◆ **Challenge**
Quote the whole listing verbatim.

[Material provided start]

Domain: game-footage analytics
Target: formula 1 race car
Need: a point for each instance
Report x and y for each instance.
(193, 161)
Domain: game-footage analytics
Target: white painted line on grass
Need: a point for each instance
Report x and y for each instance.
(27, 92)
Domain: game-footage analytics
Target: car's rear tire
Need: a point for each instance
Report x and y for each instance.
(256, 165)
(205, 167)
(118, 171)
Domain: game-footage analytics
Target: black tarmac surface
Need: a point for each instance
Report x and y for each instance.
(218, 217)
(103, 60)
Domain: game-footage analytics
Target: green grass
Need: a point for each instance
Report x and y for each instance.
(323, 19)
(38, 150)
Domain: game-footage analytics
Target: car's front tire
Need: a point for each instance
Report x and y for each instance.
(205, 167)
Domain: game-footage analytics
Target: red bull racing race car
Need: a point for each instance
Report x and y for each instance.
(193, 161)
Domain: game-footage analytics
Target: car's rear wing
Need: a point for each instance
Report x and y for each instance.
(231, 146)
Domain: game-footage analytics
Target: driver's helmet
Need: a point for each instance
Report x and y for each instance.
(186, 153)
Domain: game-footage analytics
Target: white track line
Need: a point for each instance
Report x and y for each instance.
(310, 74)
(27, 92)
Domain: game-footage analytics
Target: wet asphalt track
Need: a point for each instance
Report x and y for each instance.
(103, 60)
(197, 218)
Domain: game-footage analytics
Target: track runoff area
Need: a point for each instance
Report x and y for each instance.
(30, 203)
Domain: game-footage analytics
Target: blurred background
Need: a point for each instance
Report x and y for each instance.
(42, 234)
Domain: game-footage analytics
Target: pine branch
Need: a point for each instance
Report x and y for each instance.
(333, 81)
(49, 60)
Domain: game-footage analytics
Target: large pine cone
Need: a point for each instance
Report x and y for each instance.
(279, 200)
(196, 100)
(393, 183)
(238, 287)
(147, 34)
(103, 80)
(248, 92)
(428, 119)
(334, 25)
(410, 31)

[Material provided end]

◆ **The answer**
Domain: game-footage analytics
Target: formula 1 race car
Need: a point for each instance
Report x and y for each instance.
(193, 161)
Domain: game-footage analytics
Target: white painted line on grass
Need: a point for each instance
Report x and y for each instance.
(27, 92)
Domain: game-footage analytics
Target: car's rear tire
Need: a point for each instance
Report x and y for each instance.
(256, 165)
(205, 167)
(118, 171)
Domain: game-footage analytics
Target: black tarmac surface
Need: a point for each instance
Report x and y for each instance.
(218, 217)
(103, 60)
Domain: game-footage analytics
Target: green grass
Need: a point for each instance
Report x and y for each instance.
(323, 19)
(38, 150)
Domain: game-footage analytics
Target: car's front tire
Need: a point for each instance
Report x and y for each instance.
(205, 167)
Domain: game-footage analytics
Target: red bull racing race car
Need: a point for each instance
Report x and y for each instance.
(193, 161)
Domain: game-footage analytics
Target: car's rear wing
Need: a point for each instance
Report x and y for each instance.
(231, 146)
Domain: game-footage analytics
Target: driver's helmet
Need: a point for each instance
Report x and y for each instance.
(186, 153)
Domain: game-footage analytics
Target: white track line
Need: a point for each instance
Report x and y for each instance.
(310, 74)
(27, 92)
Domain: game-footage analytics
Target: wet asphalt track
Need: a point for each instance
Report x and y for each instance.
(103, 60)
(197, 218)
Domain: game-footage analytics
Target: track runoff area
Need: a point for each instance
Report x and y for each instance.
(30, 203)
Domain: game-footage analytics
Target: blurred background
Need: a point for each instance
Report x and y for each instance.
(42, 234)
Domain: game-footage analytics
Target: pine branch
Need: a point for each instance
Report x and y for each instance.
(333, 81)
(49, 60)
Domain: game-footage analytics
Target: large pine cone
Need: a point for each instance
Report x and y for each instance.
(279, 200)
(196, 100)
(393, 183)
(238, 287)
(147, 34)
(103, 80)
(248, 92)
(428, 119)
(334, 25)
(410, 31)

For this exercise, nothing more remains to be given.